* [SET PROBLEM]
Substitute "locate" for each occurrence of "identify" in the items below, and reproduce all of them with no other change.

* [DATASET ENTRIES]
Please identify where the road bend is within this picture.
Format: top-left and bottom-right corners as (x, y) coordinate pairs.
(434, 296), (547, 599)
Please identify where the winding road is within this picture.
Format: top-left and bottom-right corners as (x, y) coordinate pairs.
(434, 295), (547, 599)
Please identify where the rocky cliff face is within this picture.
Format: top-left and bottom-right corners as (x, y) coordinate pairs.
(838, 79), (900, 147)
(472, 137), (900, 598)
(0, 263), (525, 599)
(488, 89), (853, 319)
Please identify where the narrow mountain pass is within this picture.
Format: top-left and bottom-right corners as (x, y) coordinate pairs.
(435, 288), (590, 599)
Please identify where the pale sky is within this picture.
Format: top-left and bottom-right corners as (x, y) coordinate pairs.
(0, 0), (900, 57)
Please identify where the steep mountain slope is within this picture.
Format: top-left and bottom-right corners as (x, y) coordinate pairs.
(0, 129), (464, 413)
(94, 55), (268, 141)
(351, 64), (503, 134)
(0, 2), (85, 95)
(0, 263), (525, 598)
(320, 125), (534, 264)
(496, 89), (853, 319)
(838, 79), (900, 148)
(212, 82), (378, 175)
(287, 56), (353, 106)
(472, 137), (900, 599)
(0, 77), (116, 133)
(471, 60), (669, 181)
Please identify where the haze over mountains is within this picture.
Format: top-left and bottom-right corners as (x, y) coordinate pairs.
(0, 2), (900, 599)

* [RESPONSE TO THE EXERCISE]
Please locate where the road bend is within this picture.
Format: top-left and bottom-right corners as (x, y) coordinate pairs.
(434, 296), (547, 599)
Please locate where the winding road is within this picture.
Format: top-left and bottom-right corners as (x, y) coordinate pairs.
(434, 295), (547, 599)
Please locate where the rocky cliff face is within this picture.
Format: top-left and bottom-right corners as (x, y) coordinate pairs.
(838, 79), (900, 147)
(472, 137), (900, 598)
(0, 263), (525, 599)
(488, 89), (853, 319)
Please locate where the narrow mountain pass is within this picture.
Format: top-left and bottom-right corners as (x, y) coordinate pairs.
(435, 288), (590, 599)
Please locate where the pale sky is within this picture.
Format: top-left and bottom-right corners as (x, y) coordinate pairs.
(0, 0), (900, 57)
Please locate where the steep mountain slope is within this picture.
Format: top-left and bottom-right corners as (x, y) coordinate pairs.
(0, 129), (464, 413)
(94, 55), (268, 141)
(351, 64), (503, 134)
(0, 2), (85, 95)
(0, 263), (525, 598)
(320, 125), (534, 264)
(496, 89), (853, 319)
(838, 79), (900, 148)
(212, 82), (378, 175)
(287, 56), (353, 106)
(472, 137), (900, 599)
(0, 77), (116, 133)
(471, 60), (669, 181)
Please locate where the haze over mountains is within this picture.
Format: top-left and bottom-right corners as (x, y) coordinate pairs.
(0, 2), (900, 599)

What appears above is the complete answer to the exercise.